■ **What you should do**: If a line in the listing below includes the string "concrete", pull it out.

■ **Dataset entries**:

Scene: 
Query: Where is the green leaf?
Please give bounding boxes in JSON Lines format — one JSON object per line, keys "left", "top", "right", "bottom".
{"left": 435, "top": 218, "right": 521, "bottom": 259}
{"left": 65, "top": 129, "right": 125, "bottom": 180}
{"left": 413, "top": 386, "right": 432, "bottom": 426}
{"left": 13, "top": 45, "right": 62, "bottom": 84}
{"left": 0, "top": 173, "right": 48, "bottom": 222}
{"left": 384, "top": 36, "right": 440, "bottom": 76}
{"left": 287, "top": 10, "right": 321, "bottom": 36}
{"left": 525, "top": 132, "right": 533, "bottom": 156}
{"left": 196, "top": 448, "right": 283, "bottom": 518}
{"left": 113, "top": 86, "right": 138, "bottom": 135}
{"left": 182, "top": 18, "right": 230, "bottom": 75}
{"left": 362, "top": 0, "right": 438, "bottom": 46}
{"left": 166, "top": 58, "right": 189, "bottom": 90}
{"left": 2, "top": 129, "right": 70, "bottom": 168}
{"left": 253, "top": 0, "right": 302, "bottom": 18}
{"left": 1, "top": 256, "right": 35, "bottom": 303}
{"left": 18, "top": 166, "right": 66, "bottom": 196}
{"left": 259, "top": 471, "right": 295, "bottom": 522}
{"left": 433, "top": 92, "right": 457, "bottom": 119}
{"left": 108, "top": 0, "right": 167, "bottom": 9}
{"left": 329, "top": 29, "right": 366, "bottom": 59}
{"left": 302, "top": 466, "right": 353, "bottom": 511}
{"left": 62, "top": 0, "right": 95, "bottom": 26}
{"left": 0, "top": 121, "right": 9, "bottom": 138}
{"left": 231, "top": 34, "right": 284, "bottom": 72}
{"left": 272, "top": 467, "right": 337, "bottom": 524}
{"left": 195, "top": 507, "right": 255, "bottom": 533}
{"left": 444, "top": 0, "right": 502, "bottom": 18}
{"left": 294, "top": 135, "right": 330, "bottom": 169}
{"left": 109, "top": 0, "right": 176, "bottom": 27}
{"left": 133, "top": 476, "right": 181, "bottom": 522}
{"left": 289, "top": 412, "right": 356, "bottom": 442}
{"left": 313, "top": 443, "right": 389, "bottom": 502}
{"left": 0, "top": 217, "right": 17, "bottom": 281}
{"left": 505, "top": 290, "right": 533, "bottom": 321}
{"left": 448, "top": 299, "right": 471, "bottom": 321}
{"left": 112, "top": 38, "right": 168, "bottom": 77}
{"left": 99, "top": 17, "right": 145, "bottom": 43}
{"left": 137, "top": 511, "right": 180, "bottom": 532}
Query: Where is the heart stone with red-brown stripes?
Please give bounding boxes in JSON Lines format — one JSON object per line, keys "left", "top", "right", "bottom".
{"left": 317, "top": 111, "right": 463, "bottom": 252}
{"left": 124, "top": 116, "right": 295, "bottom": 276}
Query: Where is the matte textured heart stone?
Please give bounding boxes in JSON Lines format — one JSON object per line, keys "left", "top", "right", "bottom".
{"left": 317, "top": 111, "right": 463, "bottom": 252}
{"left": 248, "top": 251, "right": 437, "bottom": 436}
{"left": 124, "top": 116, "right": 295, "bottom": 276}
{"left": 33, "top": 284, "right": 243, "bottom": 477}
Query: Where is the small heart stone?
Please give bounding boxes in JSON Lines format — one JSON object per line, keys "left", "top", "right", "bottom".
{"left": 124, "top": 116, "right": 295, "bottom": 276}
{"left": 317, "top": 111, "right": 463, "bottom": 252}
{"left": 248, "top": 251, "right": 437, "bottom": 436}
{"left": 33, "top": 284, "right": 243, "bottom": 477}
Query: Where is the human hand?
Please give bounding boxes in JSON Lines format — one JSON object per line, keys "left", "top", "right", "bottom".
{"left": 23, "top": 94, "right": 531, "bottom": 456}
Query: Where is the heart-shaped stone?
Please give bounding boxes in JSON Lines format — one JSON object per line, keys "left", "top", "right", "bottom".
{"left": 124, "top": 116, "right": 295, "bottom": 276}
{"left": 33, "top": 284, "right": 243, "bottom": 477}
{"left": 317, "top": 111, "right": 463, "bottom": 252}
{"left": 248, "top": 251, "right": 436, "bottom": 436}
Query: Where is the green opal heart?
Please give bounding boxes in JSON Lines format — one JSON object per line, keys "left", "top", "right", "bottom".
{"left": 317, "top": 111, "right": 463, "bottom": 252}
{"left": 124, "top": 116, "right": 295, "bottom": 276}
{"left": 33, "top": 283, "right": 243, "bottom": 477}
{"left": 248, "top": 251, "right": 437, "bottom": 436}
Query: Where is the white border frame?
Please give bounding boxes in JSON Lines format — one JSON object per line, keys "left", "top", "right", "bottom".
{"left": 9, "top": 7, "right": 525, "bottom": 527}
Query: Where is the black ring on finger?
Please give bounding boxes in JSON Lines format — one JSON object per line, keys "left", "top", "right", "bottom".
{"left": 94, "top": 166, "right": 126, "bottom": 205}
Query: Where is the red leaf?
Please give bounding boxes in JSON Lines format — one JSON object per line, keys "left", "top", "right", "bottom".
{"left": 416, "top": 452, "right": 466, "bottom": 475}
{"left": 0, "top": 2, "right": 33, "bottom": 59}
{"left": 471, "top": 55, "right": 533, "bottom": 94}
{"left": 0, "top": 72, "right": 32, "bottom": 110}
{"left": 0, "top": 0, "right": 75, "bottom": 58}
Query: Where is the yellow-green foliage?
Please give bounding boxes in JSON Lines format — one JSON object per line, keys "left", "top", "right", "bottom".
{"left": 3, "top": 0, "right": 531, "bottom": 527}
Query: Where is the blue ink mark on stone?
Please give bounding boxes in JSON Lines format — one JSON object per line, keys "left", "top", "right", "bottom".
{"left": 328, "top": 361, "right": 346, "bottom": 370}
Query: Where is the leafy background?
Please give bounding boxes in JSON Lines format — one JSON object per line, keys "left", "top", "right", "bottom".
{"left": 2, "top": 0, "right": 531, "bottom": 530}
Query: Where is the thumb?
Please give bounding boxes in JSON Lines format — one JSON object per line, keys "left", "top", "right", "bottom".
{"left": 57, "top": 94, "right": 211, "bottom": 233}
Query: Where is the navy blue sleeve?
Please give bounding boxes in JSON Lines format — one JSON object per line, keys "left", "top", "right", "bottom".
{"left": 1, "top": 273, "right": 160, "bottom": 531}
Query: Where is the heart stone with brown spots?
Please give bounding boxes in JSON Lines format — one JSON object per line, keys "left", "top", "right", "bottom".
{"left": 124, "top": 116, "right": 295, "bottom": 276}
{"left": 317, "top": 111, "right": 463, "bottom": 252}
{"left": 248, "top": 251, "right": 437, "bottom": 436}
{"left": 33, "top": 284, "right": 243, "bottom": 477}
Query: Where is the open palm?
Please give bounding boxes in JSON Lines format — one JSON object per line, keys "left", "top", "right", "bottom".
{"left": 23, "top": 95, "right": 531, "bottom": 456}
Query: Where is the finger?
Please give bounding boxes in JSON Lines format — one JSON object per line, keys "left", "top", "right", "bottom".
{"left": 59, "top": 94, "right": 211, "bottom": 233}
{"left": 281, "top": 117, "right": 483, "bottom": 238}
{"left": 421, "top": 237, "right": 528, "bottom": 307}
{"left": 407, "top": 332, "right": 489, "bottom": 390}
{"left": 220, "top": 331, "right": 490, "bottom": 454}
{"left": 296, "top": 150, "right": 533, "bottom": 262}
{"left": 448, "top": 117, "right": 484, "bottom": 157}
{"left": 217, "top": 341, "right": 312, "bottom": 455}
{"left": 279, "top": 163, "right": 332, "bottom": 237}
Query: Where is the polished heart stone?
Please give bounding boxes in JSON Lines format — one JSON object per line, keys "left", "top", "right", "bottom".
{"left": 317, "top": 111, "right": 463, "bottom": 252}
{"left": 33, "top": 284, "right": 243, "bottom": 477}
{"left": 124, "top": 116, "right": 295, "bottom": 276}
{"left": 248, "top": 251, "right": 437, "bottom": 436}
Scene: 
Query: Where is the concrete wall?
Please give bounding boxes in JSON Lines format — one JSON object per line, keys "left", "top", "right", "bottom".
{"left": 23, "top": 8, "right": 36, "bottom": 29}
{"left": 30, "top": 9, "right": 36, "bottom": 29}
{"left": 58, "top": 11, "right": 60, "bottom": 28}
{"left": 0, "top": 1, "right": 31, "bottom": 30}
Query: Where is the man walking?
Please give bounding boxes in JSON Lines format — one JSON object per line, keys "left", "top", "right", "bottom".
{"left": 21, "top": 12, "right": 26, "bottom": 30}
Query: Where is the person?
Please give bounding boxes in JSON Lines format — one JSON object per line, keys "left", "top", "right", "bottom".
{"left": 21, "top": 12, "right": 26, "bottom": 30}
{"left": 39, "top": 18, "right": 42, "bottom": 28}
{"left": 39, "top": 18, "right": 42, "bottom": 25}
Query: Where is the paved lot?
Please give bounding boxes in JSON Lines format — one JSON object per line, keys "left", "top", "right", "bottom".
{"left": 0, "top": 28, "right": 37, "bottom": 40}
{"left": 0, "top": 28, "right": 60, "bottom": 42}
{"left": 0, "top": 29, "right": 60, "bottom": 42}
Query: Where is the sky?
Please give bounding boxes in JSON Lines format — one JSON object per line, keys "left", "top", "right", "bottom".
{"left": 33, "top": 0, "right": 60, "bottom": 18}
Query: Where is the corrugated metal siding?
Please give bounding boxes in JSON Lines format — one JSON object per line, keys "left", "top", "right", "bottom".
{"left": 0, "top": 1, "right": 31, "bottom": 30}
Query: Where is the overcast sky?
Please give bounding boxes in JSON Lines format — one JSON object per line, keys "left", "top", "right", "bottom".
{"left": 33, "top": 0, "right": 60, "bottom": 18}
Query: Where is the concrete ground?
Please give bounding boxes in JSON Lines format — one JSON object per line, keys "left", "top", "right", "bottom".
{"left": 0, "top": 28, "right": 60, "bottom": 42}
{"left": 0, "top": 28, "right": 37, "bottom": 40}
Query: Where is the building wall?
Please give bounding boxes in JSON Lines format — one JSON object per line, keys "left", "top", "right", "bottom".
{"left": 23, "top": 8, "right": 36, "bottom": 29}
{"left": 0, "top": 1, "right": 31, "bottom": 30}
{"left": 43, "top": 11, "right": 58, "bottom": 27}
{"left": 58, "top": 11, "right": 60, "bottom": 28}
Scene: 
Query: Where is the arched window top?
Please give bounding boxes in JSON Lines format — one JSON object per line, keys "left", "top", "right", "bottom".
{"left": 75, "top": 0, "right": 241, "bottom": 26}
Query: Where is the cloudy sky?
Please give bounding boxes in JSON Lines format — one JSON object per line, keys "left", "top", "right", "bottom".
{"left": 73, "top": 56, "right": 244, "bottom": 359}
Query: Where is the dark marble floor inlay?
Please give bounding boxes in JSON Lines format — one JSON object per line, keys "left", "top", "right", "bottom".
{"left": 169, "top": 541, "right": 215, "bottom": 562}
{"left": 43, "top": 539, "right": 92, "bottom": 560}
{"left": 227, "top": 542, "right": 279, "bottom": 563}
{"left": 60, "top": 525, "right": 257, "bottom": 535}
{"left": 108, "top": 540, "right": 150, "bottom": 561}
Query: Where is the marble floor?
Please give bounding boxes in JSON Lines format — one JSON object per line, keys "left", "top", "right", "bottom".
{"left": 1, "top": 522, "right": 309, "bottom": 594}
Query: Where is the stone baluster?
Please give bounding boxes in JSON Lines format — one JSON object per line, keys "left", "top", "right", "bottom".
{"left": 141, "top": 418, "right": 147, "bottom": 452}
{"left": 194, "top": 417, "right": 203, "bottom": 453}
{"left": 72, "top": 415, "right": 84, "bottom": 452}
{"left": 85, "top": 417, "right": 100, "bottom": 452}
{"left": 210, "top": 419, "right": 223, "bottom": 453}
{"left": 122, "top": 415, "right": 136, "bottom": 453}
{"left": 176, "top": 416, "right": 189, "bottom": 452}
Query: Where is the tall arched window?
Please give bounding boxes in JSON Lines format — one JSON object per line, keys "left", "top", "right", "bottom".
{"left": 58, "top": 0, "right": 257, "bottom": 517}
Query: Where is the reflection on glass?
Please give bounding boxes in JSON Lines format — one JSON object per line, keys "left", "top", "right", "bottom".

■ **Exercise solution**:
Query: Where is the concrete wall?
Query: Where is the concrete ground?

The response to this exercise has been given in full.